Stated exercise a
In the listing below, output the lines between the line holding "Can you locate the plastic" and the line holding "0;374;93;421", inclusive, reproducing them exactly as they appear.

-- START Article --

How did Kim do it? By turning out garbage like this:

Back in New York, Mr. Kim’s team was eagerly bundling risky home mortgages into bonds. One of the last deals they put together that year was called “Costa Bella,” or beautiful coast — a name that recalls Pebble Beach. The $500 million bundle of loans, a type of investment known as a collateralized debt obligation, was managed by Mr. Gross’s Pimco.

Merrill Lynch collected about $5 million in fees for concocting Costa Bella, which included mortgages originated by First Franklin.

But Costa Bella, like so many other C.D.O.’s, was filled with loans that borrowers could not repay. Initially part of it was rated AAA, but Costa Bella is now deeply troubled. The losses on the investment far exceed the money Merrill collected for putting the deal together.

And again, the Times hammers home the short-term gain theme:

By the time Costa Bella ran into trouble, the Merrill bankers who had devised it had collected their bonuses for 2006. Mr. Kim’s fixed-income unit generated more than half of Merrill’s revenue that year, according to people with direct knowledge of the matter. As a reward, Mr. O’Neal and Mr. Kim paid nearly a third of Merrill’s $5 billion to $6 billion bonus pool to the 2,000 professionals in the division.

-- END Article --
-- START Dataset records --

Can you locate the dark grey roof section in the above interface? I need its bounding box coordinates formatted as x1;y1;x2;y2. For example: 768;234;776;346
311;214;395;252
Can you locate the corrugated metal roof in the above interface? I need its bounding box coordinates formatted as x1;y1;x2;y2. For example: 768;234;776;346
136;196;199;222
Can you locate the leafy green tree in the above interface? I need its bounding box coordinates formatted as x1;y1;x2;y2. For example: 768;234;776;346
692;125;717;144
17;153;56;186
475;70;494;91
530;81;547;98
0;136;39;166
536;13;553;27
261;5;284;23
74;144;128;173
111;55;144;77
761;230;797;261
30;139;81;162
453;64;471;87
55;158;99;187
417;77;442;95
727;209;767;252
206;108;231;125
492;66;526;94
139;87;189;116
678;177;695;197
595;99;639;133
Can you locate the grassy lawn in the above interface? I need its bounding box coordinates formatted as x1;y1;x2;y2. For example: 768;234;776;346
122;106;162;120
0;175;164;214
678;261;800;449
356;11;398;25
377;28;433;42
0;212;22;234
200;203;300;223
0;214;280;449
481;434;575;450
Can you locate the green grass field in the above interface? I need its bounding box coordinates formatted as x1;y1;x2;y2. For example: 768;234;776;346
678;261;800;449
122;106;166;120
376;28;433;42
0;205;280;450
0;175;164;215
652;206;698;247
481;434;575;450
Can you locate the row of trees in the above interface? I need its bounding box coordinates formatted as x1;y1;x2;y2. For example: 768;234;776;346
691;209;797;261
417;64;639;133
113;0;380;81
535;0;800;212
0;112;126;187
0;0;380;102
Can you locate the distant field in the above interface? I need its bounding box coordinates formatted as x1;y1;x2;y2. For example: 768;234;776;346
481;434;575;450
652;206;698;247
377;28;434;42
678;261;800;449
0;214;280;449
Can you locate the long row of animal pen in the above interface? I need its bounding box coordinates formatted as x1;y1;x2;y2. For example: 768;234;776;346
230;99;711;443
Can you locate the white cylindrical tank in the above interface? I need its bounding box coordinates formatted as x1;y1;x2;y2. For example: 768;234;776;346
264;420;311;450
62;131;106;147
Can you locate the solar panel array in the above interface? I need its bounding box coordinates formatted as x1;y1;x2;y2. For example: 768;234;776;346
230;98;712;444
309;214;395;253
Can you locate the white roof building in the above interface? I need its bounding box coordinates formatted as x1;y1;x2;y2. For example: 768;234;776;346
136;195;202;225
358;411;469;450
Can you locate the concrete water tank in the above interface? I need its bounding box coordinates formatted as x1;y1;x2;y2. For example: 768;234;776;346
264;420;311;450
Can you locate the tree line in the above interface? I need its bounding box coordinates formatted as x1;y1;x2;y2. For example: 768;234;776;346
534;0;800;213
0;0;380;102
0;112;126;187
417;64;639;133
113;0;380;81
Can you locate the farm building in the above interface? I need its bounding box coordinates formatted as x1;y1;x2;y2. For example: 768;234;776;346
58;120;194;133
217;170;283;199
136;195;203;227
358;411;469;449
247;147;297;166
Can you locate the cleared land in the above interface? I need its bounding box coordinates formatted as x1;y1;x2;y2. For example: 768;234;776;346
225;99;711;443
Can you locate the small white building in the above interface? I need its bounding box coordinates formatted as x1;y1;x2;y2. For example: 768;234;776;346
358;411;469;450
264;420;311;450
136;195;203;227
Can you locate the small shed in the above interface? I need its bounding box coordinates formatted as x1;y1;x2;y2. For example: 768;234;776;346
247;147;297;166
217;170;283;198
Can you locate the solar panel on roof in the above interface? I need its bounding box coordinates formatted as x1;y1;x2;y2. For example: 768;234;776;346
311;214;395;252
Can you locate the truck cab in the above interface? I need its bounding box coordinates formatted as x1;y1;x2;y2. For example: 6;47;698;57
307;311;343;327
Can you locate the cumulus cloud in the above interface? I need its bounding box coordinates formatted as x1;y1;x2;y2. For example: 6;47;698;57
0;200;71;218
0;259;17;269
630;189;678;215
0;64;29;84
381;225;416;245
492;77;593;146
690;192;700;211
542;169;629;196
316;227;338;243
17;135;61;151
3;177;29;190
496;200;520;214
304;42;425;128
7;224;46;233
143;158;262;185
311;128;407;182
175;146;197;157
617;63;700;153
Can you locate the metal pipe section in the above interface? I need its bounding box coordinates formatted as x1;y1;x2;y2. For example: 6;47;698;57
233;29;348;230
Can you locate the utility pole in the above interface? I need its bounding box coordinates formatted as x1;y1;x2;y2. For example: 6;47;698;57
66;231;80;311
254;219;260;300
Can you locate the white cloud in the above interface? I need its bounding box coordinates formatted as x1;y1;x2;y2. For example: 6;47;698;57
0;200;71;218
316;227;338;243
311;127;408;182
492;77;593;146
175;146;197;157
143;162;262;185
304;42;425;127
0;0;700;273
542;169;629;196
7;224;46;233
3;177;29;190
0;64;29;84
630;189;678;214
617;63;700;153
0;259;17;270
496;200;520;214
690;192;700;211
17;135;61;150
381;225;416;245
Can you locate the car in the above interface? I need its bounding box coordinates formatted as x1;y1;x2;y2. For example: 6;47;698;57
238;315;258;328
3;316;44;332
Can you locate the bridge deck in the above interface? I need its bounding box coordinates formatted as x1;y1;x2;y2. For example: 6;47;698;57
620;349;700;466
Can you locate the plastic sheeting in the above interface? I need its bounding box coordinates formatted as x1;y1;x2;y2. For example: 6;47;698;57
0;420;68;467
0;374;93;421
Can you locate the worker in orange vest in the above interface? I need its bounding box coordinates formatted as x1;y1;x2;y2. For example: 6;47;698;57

-- END Dataset records --

Stated exercise b
From the passage on Merrill Lynch and Costa Bella above, return the text between "Back in New" and "the deal together.", inclusive, copied word for word.

Expected answer a
Can you locate the plastic sheeting in the above interface? I need its bounding box coordinates formatted as x1;y1;x2;y2. For example: 6;47;698;57
0;420;68;467
0;374;93;421

Expected answer b
Back in New York, Mr. Kim’s team was eagerly bundling risky home mortgages into bonds. One of the last deals they put together that year was called “Costa Bella,” or beautiful coast — a name that recalls Pebble Beach. The $500 million bundle of loans, a type of investment known as a collateralized debt obligation, was managed by Mr. Gross’s Pimco.

Merrill Lynch collected about $5 million in fees for concocting Costa Bella, which included mortgages originated by First Franklin.

But Costa Bella, like so many other C.D.O.’s, was filled with loans that borrowers could not repay. Initially part of it was rated AAA, but Costa Bella is now deeply troubled. The losses on the investment far exceed the money Merrill collected for putting the deal together.